- [Work to complete]:
Return the records that follow, matching each one exactly.

- [Stored entries]:
—————
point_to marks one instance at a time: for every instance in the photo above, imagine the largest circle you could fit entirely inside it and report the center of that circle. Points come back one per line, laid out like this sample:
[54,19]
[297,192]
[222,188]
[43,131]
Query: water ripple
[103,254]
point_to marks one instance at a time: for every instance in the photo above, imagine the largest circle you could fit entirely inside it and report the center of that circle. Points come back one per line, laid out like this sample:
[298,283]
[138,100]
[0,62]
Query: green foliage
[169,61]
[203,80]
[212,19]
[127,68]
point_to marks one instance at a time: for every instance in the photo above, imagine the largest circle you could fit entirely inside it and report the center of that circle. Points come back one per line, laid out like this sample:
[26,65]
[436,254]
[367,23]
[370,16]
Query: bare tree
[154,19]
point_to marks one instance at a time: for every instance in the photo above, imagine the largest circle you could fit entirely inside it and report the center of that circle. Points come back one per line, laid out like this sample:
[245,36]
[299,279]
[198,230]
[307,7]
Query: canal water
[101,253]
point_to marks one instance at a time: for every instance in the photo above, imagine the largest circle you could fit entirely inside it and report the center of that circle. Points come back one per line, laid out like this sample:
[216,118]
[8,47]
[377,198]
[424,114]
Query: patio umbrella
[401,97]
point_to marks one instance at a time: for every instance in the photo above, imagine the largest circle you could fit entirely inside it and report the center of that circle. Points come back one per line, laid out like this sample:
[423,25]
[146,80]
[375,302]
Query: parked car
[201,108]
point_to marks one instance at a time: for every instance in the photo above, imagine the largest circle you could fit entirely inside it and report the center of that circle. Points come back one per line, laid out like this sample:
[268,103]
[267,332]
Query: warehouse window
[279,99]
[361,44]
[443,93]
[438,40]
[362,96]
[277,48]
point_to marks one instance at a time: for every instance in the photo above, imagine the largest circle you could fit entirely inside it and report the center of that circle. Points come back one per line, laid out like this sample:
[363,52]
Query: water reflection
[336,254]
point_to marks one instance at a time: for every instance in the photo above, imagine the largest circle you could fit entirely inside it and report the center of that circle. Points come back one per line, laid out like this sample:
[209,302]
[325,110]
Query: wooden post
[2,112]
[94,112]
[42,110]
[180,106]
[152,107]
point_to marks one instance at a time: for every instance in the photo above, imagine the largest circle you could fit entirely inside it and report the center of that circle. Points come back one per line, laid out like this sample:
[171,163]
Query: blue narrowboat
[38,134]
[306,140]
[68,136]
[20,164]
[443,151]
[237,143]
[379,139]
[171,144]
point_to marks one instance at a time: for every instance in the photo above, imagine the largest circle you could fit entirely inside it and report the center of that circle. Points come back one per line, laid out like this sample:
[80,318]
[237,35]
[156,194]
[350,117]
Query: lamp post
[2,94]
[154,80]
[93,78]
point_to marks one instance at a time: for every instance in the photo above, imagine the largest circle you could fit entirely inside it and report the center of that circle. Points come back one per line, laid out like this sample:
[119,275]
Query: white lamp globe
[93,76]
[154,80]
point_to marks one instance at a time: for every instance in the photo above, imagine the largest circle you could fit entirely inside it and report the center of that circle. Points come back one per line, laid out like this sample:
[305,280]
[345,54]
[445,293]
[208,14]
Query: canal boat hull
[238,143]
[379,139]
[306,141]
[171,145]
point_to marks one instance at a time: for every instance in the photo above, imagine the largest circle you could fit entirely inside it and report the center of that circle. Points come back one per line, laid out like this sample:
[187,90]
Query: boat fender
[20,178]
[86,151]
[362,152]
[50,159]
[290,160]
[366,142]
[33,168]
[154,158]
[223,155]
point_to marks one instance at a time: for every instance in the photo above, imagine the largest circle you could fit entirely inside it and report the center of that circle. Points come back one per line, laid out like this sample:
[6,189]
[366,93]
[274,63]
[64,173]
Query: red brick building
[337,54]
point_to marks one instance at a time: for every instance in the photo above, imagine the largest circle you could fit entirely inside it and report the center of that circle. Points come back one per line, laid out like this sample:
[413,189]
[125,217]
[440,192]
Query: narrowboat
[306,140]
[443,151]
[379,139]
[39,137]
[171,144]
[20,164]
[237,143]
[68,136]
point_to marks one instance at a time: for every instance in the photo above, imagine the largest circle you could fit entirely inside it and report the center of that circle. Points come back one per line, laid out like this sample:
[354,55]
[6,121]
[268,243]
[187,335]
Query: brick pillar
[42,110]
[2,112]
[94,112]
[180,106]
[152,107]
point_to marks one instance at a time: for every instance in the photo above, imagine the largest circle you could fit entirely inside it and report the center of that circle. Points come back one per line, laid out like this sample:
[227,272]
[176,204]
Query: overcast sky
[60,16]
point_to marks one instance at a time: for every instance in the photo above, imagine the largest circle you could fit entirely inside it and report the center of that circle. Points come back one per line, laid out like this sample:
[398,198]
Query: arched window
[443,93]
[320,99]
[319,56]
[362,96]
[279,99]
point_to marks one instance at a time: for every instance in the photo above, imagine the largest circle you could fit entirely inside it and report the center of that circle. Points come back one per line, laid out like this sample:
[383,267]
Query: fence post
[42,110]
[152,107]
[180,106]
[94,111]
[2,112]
—————
- [Exercise solution]:
point_to marks one instance at a time: for every instance in the photo above, imagine the largest circle you could fit entirely inside it and report the center of that circle. Points come back one per line, laid out like this sample:
[54,19]
[297,192]
[222,188]
[43,131]
Query: water ripple
[103,254]
point_to marks one instance at a time: for every instance in the photo above, imagine the largest circle you could fit entirely inside it and report the center of that circle. Points come back one per line, laid out like this sample:
[298,283]
[138,100]
[0,62]
Query: green foliage
[169,61]
[203,80]
[212,19]
[127,68]
point_to marks one instance at a time: for every instance in the photo above, imagine the largest circle you could fit entirely inside it and report the center of that circle. Points come back one per line, laid out like this sample:
[26,65]
[436,254]
[367,23]
[370,16]
Query: bare tree
[154,19]
point_to marks one instance at a time: for every instance in the photo above, imagine the largest circle you could fit entirely inside it and report the center of that circle. Points come back one per line, laid out like this sample:
[245,36]
[299,279]
[198,230]
[307,7]
Query: canal water
[101,253]
point_to marks one instance at a time: for every instance in the photo above, imagine the largest circle you could fit entirely inside it and report the center of that circle. Points come back one per line, laid out like this sample:
[216,118]
[8,47]
[377,198]
[424,114]
Query: patio umbrella
[401,97]
point_to marks one instance at a time: for every instance in the photo above, imagine the largest circle you could fit entirely inside it and report the center of that circle. Points come back one per line, laid out like this sample:
[423,25]
[146,80]
[375,302]
Query: parked car
[201,108]
point_to marks one instance at a time: for every instance in the photo above, imagine the largest circle you could fit entirely inside it and report the center of that circle. Points come back one per line, laid out like this sample:
[268,103]
[267,332]
Query: warehouse window
[279,99]
[361,44]
[443,93]
[438,40]
[362,96]
[277,48]
point_to marks one instance at a time: for every instance in the photo above, imagine the largest circle you could fit entirely inside it and report the center of that circle. Points come back one per line, laid out like this sample:
[363,52]
Query: water reflection
[336,254]
point_to marks one instance at a time: for every instance in the photo above, imagine the largest circle you could fit entirely inside it and report the center of that circle. Points come back one per line, laid out like this sample:
[209,302]
[325,110]
Query: wooden post
[2,112]
[94,112]
[42,110]
[180,106]
[152,107]
point_to marks one instance at a time: for every instance in the photo above, imagine the largest circle you could fit entirely inside it and report the center of that circle. Points come back one per line, laid out like this sample:
[171,163]
Query: blue narrowboat
[38,134]
[306,140]
[68,136]
[20,164]
[443,151]
[237,143]
[379,139]
[171,144]
point_to marks one instance at a time: for every instance in the photo above, imagine the largest circle you could fit entirely inside it and report the center of that circle. Points come back one per line, laid out like this sample:
[80,318]
[237,35]
[156,194]
[350,117]
Query: lamp post
[2,94]
[154,80]
[93,78]
point_to marks one instance at a time: for every instance in the photo above, imagine the largest circle you could fit entirely inside it and report the center of that circle. Points come back one per line, laid out like this sample:
[119,275]
Query: white lamp globe
[93,76]
[154,80]
point_to marks one instance at a time: for every instance in the photo above, imagine the largest circle you could fit entirely inside it and report the center of that circle. Points come back one per line, laid out like this sample:
[305,280]
[345,54]
[445,293]
[208,14]
Query: canal boat hull
[238,143]
[379,139]
[306,141]
[171,145]
point_to marks one instance at a time: for every instance in the photo above, imagine the largest circle you could fit entirely inside it and report the center of that circle. Points come back one per line, laid out like this sample:
[187,90]
Query: boat fender
[20,178]
[86,151]
[362,152]
[50,159]
[290,160]
[366,142]
[33,168]
[154,158]
[223,155]
point_to marks one instance at a time: for every instance in the photo above, imagine the largest circle you could fit entirely inside it and report the center of that circle. Points come back one per line, laid out like this sample:
[6,189]
[366,93]
[274,63]
[64,173]
Query: red brick building
[337,54]
point_to marks one instance at a time: for every instance in the photo above, imagine the largest circle you could fit entirely inside it and report the center of that circle. Points come back one per line, laid out like this sample:
[413,189]
[125,217]
[440,192]
Query: narrowboat
[306,140]
[443,151]
[379,139]
[39,137]
[171,144]
[20,164]
[237,143]
[68,136]
point_to marks one instance at a time: for every instance in the photo above, imagine the largest circle you could fit entirely inside it and report the center of that circle. Points come back one per line, laid out like this sample:
[354,55]
[6,121]
[268,243]
[187,335]
Query: brick pillar
[42,110]
[2,112]
[94,112]
[180,106]
[152,107]
point_to marks one instance at a time: for every instance in the photo above, imagine the largest circle you could fit entirely inside it and report the center of that circle. Points come back one per line, laid out like this sample:
[227,272]
[176,204]
Query: overcast sky
[60,16]
point_to marks one instance at a time: for every instance in the photo above, imagine the largest circle you could fit entirely inside it and report the center of that circle. Points come back one per line, laid out like this sample:
[398,198]
Query: arched window
[443,93]
[320,99]
[319,56]
[362,96]
[279,99]
point_to marks one instance at a time: for every instance in the photo above, imagine the largest circle you could fit entirely inside it and report the center of that circle. Points come back one per line, laid out like this sample:
[383,267]
Query: fence post
[42,110]
[152,107]
[180,106]
[94,111]
[2,112]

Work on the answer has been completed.